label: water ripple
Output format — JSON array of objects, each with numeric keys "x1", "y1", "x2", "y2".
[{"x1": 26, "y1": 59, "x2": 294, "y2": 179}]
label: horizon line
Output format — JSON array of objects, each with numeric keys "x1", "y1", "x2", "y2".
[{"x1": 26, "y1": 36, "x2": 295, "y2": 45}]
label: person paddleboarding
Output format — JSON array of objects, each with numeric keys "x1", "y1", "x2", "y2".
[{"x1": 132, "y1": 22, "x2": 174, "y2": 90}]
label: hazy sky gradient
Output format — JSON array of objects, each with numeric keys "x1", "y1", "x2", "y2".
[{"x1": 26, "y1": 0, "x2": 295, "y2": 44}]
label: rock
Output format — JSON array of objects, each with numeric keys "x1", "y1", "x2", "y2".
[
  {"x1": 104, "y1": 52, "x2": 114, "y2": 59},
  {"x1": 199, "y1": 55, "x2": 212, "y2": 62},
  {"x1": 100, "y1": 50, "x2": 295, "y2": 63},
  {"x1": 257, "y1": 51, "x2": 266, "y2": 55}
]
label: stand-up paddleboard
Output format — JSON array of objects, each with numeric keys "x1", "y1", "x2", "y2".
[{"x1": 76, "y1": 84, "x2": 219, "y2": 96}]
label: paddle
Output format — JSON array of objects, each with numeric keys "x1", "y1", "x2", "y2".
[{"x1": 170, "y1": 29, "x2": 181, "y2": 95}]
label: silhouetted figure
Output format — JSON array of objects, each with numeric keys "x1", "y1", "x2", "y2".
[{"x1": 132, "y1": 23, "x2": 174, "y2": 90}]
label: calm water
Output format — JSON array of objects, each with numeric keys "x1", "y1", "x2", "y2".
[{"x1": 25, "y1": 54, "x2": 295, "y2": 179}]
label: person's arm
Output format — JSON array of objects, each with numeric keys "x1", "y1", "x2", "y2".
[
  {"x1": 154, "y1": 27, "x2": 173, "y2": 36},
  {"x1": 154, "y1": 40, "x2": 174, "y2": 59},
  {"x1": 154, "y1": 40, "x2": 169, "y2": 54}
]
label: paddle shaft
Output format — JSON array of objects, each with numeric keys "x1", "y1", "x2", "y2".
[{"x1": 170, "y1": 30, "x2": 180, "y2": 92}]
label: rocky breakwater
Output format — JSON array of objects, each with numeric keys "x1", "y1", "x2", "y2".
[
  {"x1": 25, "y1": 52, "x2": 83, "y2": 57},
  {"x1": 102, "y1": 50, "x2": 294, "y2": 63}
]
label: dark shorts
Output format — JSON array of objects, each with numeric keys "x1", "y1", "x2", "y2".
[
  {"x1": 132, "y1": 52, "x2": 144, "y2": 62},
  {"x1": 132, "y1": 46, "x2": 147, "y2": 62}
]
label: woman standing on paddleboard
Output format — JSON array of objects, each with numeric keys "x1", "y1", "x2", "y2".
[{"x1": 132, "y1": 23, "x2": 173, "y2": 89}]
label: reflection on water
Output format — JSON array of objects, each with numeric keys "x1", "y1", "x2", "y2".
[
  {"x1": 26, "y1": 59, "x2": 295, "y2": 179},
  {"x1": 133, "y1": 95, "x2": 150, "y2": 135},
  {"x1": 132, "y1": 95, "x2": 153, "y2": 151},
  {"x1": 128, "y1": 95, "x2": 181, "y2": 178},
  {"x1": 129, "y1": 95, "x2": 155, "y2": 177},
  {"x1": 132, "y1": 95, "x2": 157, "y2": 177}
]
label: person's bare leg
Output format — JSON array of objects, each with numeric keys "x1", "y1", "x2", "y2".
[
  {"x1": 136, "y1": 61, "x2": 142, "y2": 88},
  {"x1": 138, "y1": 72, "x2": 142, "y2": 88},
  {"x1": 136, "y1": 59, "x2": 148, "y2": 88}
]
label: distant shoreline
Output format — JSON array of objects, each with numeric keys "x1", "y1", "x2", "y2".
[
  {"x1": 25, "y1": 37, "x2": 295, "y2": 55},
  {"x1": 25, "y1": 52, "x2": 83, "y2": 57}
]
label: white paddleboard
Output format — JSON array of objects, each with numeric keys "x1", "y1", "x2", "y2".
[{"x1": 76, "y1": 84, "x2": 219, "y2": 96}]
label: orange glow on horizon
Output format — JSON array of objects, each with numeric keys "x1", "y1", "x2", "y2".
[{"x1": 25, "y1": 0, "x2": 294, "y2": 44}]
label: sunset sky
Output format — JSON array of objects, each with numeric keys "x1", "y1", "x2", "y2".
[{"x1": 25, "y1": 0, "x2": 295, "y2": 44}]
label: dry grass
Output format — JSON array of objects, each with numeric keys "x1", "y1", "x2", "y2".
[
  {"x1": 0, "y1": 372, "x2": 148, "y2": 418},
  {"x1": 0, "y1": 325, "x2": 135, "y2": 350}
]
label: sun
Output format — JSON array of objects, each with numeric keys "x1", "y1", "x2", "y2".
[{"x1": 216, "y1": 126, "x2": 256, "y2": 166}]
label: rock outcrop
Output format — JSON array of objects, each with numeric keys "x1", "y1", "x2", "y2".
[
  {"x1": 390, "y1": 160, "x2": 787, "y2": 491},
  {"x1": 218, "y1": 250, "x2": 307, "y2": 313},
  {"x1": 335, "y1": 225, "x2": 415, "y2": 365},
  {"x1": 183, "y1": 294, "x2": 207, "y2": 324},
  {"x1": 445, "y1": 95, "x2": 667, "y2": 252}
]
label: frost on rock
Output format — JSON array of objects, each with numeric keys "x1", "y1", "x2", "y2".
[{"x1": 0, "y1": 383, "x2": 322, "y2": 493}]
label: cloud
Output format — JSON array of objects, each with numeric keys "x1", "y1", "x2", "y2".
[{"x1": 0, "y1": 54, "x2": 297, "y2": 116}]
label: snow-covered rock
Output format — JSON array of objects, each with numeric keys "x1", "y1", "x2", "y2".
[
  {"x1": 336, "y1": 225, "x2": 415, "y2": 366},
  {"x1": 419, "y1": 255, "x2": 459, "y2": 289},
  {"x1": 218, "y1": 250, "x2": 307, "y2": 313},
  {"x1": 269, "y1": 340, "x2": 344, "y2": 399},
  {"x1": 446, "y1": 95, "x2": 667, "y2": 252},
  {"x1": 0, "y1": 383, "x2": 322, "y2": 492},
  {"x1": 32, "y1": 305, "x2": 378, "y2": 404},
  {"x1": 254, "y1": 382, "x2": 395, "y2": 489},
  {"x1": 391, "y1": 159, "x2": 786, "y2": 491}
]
---
[What is being asked]
Only lines holding the word "horizon" are wanted; copy each one from the listing.

[Task response]
label: horizon line
label: orange glow on horizon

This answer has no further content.